# 2 stroke oil? Ccr2000



## Whitebassbenny (Apr 8, 2014)

I just got a ccr2000 for $30 and it's a 2 stroke. It runs 50:1 but what oil is the best for it? Can I just run car oil or 2 stroke oil from lowes or Home Depot? 
2 strokes are new to me so I'm kinda lost. Anything I can do to tune up the blower to? 

Thanks

Winters almost here gotta get ready.


----------



## dbert (Aug 25, 2013)

Normally I don't think I would recommend this because it's a bit expensive for a mere quart. Since it's not quite July even it will be awhile before you will use it for real and mixing up some gas/oil this far away from winter will leave you with old/bad gas/oil mix by then.
If you just want to make sure it runs ok and such...get a quart of truefuel already mixed.


----------



## db9938 (Nov 17, 2013)

Avoid ethanol in your fuel, if you can. It tends to eat the fuel lines, and carb parts.


----------



## Grunt (Nov 11, 2013)

I use Echo power blend synthetic purchased from Home Depot ? Most two cycle oil made for air cooled motors also have fuel stabilizer in them. I also use a carbon cleaner called Seafoam in all my small engine gas to ensure a clean fuel system. 
If the machine starts and runs good, a new spark plug is about the only tune up item to purchase. Naturally, if the machine runs poorly, a carb cleaning and any necessary mechanical problems would have to be dealt with.


----------



## detdrbuzzard (Jan 20, 2012)

head to an auto parts store and buy a quart of 2 cycle oil. go on toro's website and go to parts, enter your model number ( 38xxx ) and down load an owners manual, its free


----------



## 43128 (Feb 14, 2014)

just dont use a house brand or really cheap oil, a lot of it is just sae30 dumped into a bottle. also, if the bottle says safely replaces all 2 stroke oils or something similar, walk away. ive had good luck using walmart supertech 2 stroke boating oil and havnt had a problem in 5 years using it


----------



## db9938 (Nov 17, 2013)

Heck, I use that in my Duramax. Good stuff, on the cheap.


----------



## micah68kj (Oct 8, 2011)

***

## Problem set
**A.** Copy the listing below verbatim, starting at the line containing "Each instance of the stadium" and ending with the listing's last line, both included.
**B.** Pick up the forum thread on two-stroke oil for the CCR2000 snowblower right after its final line.

## Supplied entries
***

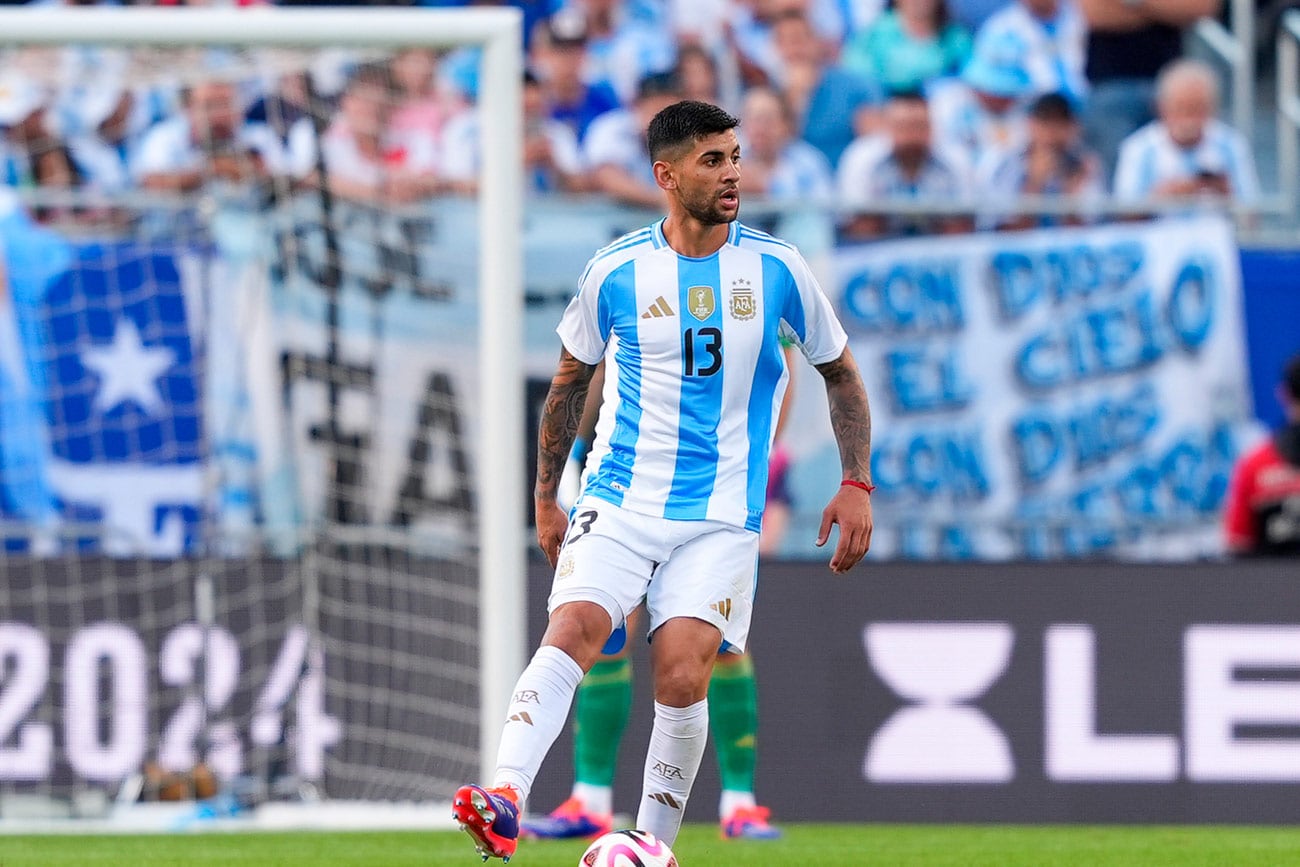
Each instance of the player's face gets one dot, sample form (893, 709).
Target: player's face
(709, 180)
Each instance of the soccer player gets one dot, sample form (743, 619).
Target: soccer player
(605, 696)
(689, 312)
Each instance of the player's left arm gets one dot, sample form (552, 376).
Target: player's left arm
(850, 420)
(560, 417)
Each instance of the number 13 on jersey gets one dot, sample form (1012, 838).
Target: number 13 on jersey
(702, 351)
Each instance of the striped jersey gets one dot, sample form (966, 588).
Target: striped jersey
(694, 373)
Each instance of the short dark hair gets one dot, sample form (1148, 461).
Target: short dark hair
(684, 122)
(1052, 108)
(1291, 377)
(909, 95)
(664, 83)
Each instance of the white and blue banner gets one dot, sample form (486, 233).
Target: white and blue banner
(1062, 393)
(99, 395)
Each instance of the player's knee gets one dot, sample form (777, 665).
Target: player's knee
(579, 629)
(681, 684)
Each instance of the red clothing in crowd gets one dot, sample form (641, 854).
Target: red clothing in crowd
(1264, 498)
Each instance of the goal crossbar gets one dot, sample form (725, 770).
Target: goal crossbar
(501, 328)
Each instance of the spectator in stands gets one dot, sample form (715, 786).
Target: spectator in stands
(776, 164)
(281, 128)
(615, 148)
(1129, 43)
(559, 55)
(902, 167)
(551, 159)
(833, 105)
(623, 48)
(1053, 163)
(749, 31)
(364, 160)
(698, 74)
(1047, 38)
(25, 131)
(206, 142)
(788, 170)
(420, 108)
(909, 46)
(983, 113)
(1187, 151)
(1262, 510)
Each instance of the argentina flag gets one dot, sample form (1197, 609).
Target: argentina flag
(107, 347)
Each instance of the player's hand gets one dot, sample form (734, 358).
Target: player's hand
(551, 525)
(850, 508)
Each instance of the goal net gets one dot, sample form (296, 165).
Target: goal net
(261, 407)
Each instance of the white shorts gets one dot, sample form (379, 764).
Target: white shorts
(616, 559)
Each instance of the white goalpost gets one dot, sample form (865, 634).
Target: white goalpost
(498, 439)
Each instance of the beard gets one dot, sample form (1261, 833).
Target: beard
(710, 211)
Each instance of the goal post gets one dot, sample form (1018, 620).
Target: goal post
(499, 493)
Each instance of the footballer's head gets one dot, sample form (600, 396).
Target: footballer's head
(697, 159)
(1290, 389)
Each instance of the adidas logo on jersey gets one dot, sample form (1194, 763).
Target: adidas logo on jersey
(658, 310)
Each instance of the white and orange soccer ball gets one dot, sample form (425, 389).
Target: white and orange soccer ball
(628, 849)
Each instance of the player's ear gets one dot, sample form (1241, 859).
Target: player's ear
(664, 174)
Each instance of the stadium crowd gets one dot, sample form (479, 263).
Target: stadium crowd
(850, 102)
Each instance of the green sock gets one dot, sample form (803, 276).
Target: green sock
(733, 719)
(603, 703)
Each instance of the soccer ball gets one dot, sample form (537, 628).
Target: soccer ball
(628, 849)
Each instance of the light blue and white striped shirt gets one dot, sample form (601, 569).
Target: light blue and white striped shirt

***

## Exercise responses
**A.**
Each instance of the stadium crowd gets one dot, sample form (479, 263).
Target: stadium crowd
(850, 102)
Each instance of the green sock gets one dot, sample form (803, 276).
Target: green sock
(733, 719)
(603, 703)
Each instance of the soccer ball gets one dot, sample form (537, 628).
Target: soccer ball
(628, 849)
Each instance of the light blue and white striped shirt gets one dot, sample form (601, 569).
Target: light blue and white striped shirt

**B.**
43128 said:


> just dont use a house brand or really cheap oil, a lot of it is just sae30 dumped into a bottle. also, if the bottle says safely replaces all 2 stroke oils or something similar, walk away. ive had good luck using walmart supertech 2 stroke boating oil and havnt had a problem in 5 years using it


Hmm... Been using multi mix cheapo stuff for years and no problems yet. Not saying it's the best thing to do but so far it's worked for me. I am trying to get all my equipment to 50:1 and I only need to replace my leaf blower and it'll be Stihl smokeless 2 stroke oil from there on.
I *always* use fuel stabilizer and Seafoam in my fuel mix too.


----------



## 43128 (Feb 14, 2014)

its also normally more cost efficient to buy a name brand because house brand pre mix is often overpriced


----------



## Whitebassbenny (Apr 8, 2014)

Got the new pull cord on and it runs pretty good. Now just gotta put on all the plastics. Starts on the first couple of pulls. Pulled the plug on it and it looks really new. Now just need snow to use it. We'll spent $30.


----------



## micah68kj (Oct 8, 2011)

Whitebassbenny said:


> Got the new pull cord on and it runs pretty good. Now just gotta put on all the plastics. Starts on the first couple of pulls. Pulled the plug on it and it looks really new. Now just need snow to use it. We'll spent $30.


Good deal.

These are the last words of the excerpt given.